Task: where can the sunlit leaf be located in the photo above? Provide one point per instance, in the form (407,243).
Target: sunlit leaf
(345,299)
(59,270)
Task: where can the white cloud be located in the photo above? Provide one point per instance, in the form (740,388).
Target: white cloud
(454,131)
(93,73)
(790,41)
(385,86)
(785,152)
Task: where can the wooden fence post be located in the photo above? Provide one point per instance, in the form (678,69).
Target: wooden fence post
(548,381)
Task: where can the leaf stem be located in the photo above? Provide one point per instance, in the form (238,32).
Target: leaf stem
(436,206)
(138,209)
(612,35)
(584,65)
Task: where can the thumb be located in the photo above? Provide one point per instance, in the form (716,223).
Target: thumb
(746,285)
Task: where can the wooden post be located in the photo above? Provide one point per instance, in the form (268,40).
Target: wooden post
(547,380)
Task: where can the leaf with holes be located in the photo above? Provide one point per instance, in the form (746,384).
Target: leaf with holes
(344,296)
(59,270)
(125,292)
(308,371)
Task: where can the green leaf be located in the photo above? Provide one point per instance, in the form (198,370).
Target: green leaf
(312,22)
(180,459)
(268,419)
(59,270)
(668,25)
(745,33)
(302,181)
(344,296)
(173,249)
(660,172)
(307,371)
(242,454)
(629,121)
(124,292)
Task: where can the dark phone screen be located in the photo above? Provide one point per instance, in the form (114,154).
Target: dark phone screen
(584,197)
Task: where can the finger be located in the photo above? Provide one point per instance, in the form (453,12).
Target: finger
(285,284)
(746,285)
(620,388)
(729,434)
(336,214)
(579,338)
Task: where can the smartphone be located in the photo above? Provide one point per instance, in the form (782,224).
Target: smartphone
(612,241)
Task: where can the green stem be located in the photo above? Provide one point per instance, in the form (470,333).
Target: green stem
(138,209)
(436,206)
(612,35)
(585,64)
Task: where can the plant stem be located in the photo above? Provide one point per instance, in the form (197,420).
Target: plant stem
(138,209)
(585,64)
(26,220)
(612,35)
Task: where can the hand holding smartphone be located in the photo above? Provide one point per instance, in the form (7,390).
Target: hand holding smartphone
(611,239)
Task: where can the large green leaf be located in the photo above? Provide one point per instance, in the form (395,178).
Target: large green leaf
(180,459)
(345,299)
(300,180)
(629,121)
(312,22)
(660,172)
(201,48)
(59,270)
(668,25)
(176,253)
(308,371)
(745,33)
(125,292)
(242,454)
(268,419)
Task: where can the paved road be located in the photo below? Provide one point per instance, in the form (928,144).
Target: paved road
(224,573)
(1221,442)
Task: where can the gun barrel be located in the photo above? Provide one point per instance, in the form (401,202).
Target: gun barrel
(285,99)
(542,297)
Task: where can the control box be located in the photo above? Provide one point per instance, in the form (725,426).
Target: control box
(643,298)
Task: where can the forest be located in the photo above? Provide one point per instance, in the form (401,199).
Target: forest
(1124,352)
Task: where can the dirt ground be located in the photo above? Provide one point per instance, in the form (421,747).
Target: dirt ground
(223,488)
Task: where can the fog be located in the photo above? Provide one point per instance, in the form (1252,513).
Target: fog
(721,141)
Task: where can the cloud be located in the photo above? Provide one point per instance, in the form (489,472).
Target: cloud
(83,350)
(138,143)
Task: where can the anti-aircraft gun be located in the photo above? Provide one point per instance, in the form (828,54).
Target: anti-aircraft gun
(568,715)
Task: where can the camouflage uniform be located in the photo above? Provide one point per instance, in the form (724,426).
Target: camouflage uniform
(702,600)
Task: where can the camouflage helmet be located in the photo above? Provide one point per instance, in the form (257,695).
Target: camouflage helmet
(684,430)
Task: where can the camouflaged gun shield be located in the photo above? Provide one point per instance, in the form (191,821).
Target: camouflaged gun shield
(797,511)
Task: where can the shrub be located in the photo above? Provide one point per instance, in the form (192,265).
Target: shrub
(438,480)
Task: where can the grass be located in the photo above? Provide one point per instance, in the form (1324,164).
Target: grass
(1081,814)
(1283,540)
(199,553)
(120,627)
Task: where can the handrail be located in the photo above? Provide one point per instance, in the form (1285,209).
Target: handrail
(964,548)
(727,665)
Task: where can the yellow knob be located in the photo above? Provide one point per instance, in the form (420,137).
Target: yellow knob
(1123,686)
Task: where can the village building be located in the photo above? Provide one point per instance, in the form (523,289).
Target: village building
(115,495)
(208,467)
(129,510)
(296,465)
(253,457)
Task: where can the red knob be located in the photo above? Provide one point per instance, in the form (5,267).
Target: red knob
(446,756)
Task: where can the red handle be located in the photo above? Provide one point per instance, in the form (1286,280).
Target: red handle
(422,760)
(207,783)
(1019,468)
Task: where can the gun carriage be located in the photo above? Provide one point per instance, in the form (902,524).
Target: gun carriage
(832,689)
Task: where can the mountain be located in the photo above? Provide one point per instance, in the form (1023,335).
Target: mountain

Problem -> Set out exactly the run of lines that begins at the line holding "Task: where can the red knob" and ends at the last line of the data.

Final result ->
Task: where can the red knob be located in the photo above? Provide one point per instance, in the form (5,267).
Target: red knob
(446,756)
Task: where can the red handle be located in the photo above? Provide one point per instance, in the form (1286,280).
Target: red handle
(422,760)
(207,783)
(1019,468)
Task: where can the gun carriage be located in the photo above? Provide one point per instance, in the form (902,524).
Target: gun carriage
(832,689)
Task: where can the mountain be located in the photo above? Provide one point per instance, in the form (1023,335).
Target: mountain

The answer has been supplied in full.